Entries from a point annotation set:
○ ○ ○

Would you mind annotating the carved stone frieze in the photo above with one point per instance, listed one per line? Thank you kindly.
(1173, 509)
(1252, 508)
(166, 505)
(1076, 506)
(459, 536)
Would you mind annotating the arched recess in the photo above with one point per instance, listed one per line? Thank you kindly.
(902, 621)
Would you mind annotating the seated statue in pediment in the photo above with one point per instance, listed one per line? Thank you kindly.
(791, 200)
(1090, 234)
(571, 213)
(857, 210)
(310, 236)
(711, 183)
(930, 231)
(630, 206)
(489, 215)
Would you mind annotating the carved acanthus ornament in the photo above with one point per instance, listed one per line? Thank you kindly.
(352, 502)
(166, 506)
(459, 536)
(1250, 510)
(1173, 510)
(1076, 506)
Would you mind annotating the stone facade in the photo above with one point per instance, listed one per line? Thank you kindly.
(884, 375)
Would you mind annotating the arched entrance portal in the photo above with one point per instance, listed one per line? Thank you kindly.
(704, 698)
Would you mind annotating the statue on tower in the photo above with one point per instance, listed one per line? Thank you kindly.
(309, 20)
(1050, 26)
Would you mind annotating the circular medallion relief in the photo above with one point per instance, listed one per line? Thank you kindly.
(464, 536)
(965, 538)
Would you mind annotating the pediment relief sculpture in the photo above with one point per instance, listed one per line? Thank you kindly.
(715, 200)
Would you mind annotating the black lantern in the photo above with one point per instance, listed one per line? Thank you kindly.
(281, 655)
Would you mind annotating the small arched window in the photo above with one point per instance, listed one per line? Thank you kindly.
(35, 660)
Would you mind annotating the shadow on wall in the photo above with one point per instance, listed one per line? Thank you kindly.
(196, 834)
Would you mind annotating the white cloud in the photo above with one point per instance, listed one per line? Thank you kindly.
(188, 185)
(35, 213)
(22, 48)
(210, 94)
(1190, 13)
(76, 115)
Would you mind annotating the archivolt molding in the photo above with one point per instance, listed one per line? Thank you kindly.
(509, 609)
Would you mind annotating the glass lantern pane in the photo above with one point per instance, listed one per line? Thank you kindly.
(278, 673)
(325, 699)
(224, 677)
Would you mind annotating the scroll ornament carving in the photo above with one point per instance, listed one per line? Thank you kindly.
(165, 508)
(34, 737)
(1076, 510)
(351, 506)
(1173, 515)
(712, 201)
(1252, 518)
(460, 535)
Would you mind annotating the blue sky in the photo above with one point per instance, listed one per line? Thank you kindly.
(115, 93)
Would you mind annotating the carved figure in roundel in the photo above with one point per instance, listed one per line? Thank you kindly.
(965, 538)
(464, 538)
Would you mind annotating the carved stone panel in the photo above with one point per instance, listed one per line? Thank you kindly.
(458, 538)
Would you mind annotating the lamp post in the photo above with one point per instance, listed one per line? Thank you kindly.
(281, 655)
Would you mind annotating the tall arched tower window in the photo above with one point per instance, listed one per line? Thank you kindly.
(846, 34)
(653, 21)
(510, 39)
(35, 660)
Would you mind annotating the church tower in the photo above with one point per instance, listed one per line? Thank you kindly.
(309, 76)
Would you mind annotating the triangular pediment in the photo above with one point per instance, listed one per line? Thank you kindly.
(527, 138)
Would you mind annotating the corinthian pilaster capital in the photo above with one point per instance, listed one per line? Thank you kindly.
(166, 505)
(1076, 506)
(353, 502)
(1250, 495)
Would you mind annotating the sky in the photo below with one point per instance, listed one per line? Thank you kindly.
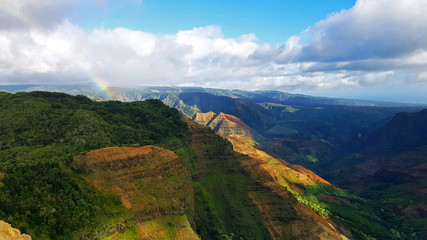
(364, 49)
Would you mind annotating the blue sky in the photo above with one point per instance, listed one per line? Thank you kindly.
(272, 21)
(363, 49)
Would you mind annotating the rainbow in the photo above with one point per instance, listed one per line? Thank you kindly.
(100, 83)
(14, 9)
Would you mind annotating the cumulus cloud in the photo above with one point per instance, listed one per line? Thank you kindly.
(372, 29)
(375, 43)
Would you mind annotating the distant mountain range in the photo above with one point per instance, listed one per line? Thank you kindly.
(377, 150)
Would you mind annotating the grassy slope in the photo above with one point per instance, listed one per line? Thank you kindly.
(41, 193)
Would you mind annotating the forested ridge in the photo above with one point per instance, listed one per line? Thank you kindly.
(42, 192)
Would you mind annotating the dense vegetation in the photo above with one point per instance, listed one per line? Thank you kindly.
(41, 192)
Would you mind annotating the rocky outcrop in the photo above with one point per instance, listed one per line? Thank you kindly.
(276, 187)
(283, 216)
(151, 182)
(223, 123)
(7, 232)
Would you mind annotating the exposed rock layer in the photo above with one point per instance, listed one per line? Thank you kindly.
(151, 183)
(7, 232)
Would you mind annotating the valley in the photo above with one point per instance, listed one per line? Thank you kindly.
(250, 165)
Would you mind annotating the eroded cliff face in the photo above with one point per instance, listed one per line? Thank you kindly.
(275, 191)
(152, 184)
(223, 123)
(7, 232)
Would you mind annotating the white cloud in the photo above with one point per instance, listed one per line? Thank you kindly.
(29, 13)
(376, 43)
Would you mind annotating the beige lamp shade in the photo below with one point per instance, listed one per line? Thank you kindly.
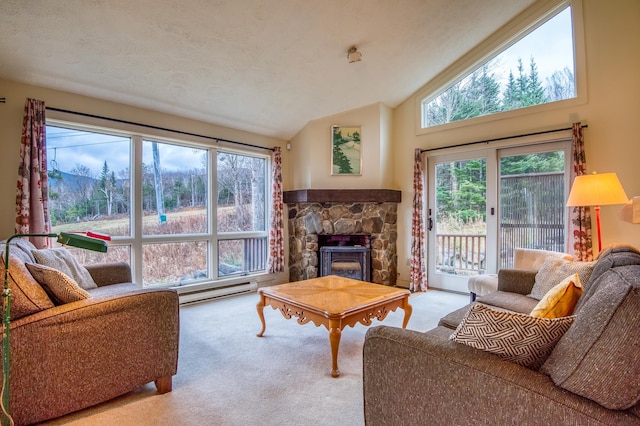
(597, 190)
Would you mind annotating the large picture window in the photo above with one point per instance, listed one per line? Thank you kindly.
(179, 213)
(537, 69)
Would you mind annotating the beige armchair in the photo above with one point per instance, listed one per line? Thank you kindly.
(480, 285)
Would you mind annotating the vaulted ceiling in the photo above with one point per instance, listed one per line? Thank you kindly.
(265, 66)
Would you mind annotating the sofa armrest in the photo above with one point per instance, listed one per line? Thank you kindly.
(413, 378)
(110, 273)
(516, 280)
(99, 348)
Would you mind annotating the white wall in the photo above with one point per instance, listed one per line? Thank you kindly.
(311, 151)
(612, 142)
(11, 115)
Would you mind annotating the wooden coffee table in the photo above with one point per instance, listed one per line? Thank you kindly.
(335, 302)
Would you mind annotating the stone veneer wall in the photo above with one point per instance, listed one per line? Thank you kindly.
(307, 220)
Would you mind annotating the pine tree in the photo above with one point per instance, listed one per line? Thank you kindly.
(535, 91)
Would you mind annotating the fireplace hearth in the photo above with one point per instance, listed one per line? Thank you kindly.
(348, 256)
(316, 216)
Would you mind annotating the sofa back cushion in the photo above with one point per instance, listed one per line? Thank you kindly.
(598, 356)
(554, 270)
(61, 259)
(611, 257)
(62, 288)
(27, 296)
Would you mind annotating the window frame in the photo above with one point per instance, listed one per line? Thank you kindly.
(505, 37)
(136, 240)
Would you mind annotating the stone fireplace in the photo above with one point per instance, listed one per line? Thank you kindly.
(342, 212)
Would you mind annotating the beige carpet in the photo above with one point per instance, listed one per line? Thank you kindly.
(228, 376)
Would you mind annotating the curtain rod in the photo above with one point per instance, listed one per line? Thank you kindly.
(501, 139)
(117, 120)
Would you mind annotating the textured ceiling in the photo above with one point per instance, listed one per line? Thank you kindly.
(265, 66)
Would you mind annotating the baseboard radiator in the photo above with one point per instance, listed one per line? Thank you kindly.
(210, 294)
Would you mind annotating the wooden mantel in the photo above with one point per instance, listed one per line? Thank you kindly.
(342, 196)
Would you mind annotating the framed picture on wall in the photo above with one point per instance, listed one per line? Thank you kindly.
(346, 150)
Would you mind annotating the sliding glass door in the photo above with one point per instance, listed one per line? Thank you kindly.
(482, 205)
(533, 193)
(457, 218)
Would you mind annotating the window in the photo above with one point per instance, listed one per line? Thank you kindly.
(538, 69)
(180, 213)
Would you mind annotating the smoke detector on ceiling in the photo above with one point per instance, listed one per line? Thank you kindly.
(354, 55)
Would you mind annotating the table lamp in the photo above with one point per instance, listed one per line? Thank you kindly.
(597, 190)
(95, 242)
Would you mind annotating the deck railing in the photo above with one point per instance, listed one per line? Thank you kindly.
(461, 253)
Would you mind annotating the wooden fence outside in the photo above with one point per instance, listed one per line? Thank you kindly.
(532, 215)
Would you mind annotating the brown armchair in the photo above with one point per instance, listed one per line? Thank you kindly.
(72, 356)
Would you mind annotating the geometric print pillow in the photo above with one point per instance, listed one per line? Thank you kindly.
(59, 285)
(513, 336)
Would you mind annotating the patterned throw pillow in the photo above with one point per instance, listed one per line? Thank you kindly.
(60, 286)
(554, 270)
(516, 337)
(61, 259)
(561, 300)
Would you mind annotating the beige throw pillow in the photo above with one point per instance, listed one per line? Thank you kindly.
(554, 270)
(62, 288)
(61, 259)
(516, 337)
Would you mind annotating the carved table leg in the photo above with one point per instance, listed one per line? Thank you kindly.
(260, 308)
(334, 338)
(408, 309)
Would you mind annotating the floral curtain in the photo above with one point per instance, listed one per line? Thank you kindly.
(418, 277)
(579, 236)
(32, 197)
(276, 234)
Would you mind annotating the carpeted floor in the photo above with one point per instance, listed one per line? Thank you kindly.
(228, 376)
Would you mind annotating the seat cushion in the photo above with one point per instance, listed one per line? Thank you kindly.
(453, 319)
(598, 357)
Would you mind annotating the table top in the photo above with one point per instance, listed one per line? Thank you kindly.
(334, 295)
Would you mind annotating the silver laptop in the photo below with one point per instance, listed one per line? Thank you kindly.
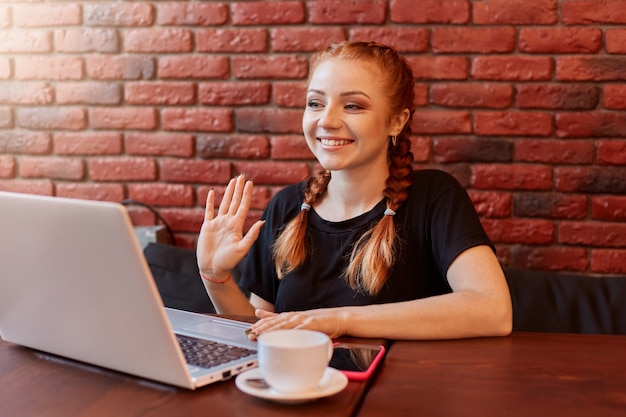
(74, 282)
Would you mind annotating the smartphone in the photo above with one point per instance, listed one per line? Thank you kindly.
(356, 361)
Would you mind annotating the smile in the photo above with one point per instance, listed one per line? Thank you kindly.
(334, 142)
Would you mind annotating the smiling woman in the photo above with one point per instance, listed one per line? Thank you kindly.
(367, 247)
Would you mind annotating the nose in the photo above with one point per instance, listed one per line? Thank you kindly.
(330, 118)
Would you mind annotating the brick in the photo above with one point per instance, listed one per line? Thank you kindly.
(183, 219)
(159, 144)
(224, 93)
(610, 180)
(195, 171)
(231, 40)
(118, 14)
(362, 12)
(7, 166)
(233, 146)
(25, 41)
(160, 194)
(616, 41)
(608, 261)
(268, 120)
(590, 124)
(463, 149)
(439, 67)
(515, 12)
(472, 95)
(48, 68)
(590, 68)
(512, 177)
(609, 208)
(25, 142)
(607, 234)
(523, 231)
(274, 172)
(85, 92)
(43, 15)
(52, 167)
(157, 40)
(554, 151)
(194, 14)
(420, 147)
(550, 205)
(513, 123)
(290, 147)
(559, 40)
(26, 92)
(270, 67)
(51, 118)
(87, 143)
(304, 38)
(6, 118)
(557, 96)
(611, 152)
(91, 191)
(551, 258)
(260, 196)
(160, 93)
(41, 187)
(192, 66)
(197, 119)
(140, 118)
(122, 169)
(615, 96)
(473, 40)
(86, 40)
(410, 39)
(441, 122)
(491, 203)
(512, 68)
(585, 12)
(289, 94)
(119, 67)
(267, 13)
(429, 11)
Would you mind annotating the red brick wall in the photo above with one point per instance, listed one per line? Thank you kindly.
(522, 100)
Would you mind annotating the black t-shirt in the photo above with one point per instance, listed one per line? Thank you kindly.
(435, 224)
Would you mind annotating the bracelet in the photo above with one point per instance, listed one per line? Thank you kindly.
(204, 277)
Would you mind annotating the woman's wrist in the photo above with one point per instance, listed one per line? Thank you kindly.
(214, 279)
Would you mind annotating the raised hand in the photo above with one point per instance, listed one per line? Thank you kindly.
(221, 242)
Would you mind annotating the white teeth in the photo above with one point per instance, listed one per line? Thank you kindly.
(334, 142)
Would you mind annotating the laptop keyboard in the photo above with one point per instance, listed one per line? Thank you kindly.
(208, 353)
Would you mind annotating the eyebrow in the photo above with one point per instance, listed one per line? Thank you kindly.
(343, 94)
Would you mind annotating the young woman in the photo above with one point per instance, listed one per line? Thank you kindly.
(368, 247)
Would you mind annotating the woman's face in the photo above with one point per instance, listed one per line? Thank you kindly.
(347, 121)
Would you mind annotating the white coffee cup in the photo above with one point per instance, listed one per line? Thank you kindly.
(293, 360)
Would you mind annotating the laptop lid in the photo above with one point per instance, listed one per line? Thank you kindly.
(74, 282)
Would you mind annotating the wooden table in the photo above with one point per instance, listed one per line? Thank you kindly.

○ ○ ○

Output the data lines unchanged, starting at the line containing "Would you mind annotating the woman's face" and ending at the final line of the data, with both of those lines included.

Would you mind annotating the woman's face in the photo above with one point per instance, listed one per line? Thank you kindly.
(347, 121)
Would you mind annotating the white coffee cup in the photo above with one point per instance, listed one per line? Thank you kindly.
(293, 360)
Would you mind annotating the laptop lid in the photo above with one point per instance, listed one per line? Thank you kindly.
(74, 282)
Would you mind annotating the wooden table in the photo above with one point per instance, listed one per line? Thank you kindly.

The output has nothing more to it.